- **Supplied data**:
<<<<

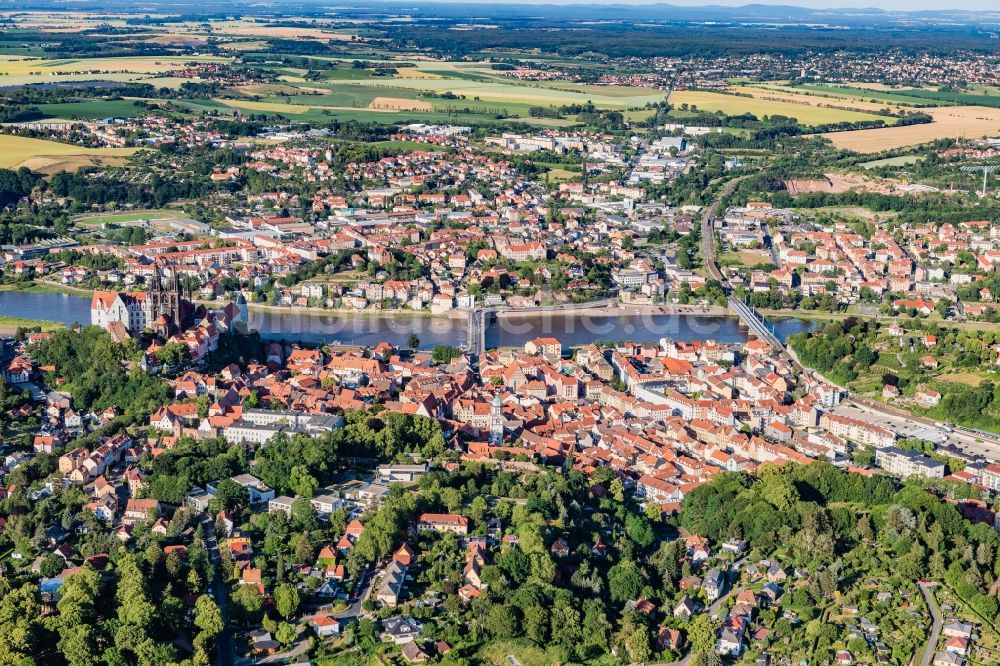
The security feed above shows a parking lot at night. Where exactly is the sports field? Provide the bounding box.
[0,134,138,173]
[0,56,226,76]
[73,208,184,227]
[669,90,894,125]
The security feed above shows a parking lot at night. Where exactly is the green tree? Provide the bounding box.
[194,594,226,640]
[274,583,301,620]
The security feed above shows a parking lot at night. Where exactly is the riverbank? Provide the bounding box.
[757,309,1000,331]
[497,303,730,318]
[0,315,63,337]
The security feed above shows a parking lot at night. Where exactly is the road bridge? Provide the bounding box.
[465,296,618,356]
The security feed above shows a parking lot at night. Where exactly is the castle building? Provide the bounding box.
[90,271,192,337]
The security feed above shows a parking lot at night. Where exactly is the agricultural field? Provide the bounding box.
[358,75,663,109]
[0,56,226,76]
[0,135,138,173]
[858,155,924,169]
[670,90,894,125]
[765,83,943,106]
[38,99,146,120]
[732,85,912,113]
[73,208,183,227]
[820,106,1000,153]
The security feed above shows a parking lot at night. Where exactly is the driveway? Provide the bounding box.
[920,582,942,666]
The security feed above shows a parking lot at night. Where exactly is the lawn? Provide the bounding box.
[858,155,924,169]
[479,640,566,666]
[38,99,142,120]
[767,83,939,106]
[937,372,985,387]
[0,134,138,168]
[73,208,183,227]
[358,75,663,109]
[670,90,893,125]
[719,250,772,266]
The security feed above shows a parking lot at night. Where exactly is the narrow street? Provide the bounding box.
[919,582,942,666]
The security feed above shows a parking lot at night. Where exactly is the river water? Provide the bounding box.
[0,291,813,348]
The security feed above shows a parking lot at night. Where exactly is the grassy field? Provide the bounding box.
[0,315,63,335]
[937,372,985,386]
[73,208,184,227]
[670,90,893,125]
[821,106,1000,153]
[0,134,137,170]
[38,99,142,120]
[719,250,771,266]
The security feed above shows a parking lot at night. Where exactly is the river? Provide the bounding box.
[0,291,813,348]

>>>>
<<<<

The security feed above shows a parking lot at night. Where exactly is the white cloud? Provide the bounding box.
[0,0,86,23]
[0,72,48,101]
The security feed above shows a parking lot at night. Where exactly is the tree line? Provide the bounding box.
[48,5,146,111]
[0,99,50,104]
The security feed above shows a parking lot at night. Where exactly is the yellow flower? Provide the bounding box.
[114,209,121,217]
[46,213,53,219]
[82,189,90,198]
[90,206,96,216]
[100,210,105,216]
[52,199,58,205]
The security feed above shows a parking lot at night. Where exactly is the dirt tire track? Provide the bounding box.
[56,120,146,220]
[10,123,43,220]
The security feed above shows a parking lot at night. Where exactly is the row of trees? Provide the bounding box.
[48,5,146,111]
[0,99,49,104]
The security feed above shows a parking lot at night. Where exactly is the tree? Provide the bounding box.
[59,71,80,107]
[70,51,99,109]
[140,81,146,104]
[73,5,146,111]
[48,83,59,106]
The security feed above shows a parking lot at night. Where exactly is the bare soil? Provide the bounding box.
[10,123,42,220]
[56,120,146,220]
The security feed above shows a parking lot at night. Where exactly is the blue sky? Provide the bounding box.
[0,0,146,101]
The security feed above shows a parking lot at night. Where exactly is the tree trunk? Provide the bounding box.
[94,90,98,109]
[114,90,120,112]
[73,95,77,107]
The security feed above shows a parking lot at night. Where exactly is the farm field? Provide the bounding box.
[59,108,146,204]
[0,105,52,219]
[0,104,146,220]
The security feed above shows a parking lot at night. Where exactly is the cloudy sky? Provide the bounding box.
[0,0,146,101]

>>>>

- **Required work**: List every line from the listing above that contains the word "field", copying each line in full. Case counts, so count only matches with the same capitalization.

- **Solution**:
The security feed above shows a parking lot at night. Where exactly is the sports field? Provide the bounding box.
The security feed above shows a parking lot at night. Where exactly is the agricultural field? Provide the bounding box.
The security feed above shows a parking lot at night. Where exactly is the grassy field? Provide the bounding box.
The security feed above shows a parking lot at night. Where exactly is the farm field? Provide the bounding box.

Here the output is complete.